BEGIN Records shown

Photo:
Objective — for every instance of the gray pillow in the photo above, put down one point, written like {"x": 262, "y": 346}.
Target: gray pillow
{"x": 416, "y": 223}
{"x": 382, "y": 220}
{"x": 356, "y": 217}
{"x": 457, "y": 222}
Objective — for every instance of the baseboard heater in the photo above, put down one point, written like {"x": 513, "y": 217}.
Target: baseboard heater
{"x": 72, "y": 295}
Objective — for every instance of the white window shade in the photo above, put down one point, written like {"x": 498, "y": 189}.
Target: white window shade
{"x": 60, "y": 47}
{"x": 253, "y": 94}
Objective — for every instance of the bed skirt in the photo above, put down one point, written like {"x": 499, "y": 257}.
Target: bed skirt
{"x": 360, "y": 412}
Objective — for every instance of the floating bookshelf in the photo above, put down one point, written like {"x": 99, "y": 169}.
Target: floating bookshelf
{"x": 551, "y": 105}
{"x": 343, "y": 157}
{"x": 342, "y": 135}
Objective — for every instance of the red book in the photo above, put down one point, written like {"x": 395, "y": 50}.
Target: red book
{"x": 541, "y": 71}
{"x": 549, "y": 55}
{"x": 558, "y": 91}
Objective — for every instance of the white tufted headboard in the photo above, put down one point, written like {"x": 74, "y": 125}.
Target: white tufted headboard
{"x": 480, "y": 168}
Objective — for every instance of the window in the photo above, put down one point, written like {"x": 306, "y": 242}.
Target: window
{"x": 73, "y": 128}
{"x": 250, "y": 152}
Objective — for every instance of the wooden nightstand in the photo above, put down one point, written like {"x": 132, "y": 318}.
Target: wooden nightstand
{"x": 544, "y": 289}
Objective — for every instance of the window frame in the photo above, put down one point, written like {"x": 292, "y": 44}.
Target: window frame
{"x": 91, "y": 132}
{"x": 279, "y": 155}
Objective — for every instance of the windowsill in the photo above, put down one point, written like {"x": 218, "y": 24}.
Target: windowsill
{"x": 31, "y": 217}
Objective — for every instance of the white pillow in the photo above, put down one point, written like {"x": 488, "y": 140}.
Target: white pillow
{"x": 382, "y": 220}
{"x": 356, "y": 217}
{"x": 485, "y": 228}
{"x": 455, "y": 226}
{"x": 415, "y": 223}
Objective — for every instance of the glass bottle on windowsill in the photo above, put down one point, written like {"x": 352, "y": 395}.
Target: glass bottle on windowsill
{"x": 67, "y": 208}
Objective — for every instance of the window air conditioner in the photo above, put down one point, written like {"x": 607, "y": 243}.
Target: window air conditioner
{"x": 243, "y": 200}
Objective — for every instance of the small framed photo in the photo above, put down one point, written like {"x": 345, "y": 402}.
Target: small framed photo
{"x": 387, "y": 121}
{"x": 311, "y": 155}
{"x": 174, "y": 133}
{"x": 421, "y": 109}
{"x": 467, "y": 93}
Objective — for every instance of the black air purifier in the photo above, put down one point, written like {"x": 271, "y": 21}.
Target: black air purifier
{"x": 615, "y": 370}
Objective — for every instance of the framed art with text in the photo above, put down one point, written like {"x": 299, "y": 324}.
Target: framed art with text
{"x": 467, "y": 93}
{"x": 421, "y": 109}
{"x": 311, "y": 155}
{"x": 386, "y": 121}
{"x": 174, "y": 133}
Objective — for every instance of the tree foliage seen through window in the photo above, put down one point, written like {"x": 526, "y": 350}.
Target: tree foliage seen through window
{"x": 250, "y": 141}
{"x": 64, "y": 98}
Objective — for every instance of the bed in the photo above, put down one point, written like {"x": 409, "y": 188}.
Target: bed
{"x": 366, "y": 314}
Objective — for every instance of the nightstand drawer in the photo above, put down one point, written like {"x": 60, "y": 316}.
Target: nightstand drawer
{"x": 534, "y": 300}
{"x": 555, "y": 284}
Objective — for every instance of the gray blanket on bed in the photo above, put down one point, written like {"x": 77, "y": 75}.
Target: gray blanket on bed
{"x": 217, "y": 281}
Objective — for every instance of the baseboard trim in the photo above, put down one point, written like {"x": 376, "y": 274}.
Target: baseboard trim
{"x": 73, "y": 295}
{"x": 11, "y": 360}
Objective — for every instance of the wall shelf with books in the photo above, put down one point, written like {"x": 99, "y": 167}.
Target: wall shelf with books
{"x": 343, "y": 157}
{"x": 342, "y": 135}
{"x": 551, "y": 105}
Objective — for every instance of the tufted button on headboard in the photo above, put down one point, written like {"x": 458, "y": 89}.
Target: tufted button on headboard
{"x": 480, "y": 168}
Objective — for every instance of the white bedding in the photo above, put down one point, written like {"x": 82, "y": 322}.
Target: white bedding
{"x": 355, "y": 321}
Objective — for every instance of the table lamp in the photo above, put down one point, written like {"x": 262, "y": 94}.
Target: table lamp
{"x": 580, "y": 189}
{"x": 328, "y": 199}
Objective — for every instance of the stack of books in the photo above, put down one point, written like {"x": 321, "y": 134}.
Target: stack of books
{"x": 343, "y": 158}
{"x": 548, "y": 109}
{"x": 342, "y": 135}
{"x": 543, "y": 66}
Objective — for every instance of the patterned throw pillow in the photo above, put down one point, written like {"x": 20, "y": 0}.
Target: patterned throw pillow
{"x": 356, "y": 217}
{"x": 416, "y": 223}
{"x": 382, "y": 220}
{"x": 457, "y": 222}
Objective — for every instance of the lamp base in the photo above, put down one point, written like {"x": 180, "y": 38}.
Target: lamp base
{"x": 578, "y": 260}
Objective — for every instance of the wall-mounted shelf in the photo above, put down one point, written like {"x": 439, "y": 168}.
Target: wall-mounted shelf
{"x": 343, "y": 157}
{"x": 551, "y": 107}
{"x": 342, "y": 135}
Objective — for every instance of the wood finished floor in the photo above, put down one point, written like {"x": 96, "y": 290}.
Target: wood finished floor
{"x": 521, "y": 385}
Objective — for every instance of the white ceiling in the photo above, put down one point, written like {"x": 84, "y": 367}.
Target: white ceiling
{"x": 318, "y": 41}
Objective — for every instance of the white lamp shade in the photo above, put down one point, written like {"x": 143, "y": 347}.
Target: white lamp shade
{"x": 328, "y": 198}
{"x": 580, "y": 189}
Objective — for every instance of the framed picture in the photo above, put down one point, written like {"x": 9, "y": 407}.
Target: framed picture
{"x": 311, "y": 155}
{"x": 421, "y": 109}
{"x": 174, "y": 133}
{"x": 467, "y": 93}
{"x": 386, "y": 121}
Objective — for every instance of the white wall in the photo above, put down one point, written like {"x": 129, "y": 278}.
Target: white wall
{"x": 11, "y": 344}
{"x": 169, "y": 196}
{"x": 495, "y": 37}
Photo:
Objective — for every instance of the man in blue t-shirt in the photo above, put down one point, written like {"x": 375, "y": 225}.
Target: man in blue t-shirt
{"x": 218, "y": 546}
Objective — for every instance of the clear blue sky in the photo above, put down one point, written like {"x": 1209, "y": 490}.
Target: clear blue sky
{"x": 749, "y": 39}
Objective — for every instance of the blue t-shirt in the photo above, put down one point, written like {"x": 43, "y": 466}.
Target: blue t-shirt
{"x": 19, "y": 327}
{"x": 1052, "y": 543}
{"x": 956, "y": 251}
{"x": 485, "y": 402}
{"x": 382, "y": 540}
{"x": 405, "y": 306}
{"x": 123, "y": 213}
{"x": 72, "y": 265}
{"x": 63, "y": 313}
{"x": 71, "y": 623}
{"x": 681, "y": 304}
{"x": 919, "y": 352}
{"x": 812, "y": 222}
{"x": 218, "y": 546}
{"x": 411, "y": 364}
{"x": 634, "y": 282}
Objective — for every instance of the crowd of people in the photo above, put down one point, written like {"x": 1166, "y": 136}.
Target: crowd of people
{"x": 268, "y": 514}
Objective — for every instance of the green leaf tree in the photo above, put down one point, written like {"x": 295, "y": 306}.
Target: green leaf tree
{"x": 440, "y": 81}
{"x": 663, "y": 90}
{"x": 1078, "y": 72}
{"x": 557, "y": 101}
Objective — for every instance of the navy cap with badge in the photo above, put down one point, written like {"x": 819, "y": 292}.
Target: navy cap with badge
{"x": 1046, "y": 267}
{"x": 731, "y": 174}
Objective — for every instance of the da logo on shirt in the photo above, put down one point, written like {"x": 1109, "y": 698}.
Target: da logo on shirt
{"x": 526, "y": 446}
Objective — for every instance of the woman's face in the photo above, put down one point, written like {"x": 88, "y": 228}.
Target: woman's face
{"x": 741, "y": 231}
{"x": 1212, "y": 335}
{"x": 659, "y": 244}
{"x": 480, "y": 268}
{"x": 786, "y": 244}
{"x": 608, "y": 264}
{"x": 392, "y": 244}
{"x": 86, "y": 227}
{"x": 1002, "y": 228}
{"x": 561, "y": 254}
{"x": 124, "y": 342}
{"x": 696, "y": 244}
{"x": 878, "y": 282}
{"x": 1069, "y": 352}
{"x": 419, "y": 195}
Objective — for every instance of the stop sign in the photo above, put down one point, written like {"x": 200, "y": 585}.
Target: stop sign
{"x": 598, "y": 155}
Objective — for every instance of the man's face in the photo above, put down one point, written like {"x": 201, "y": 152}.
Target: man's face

END Records shown

Copy out the records above word for word, starting at the line that contains "Objective — for every instance of the man's" and continuing through the last line of the records.

Objective — for every instance of the man's face in the photo above, put down one point, written like {"x": 201, "y": 152}.
Target: man's face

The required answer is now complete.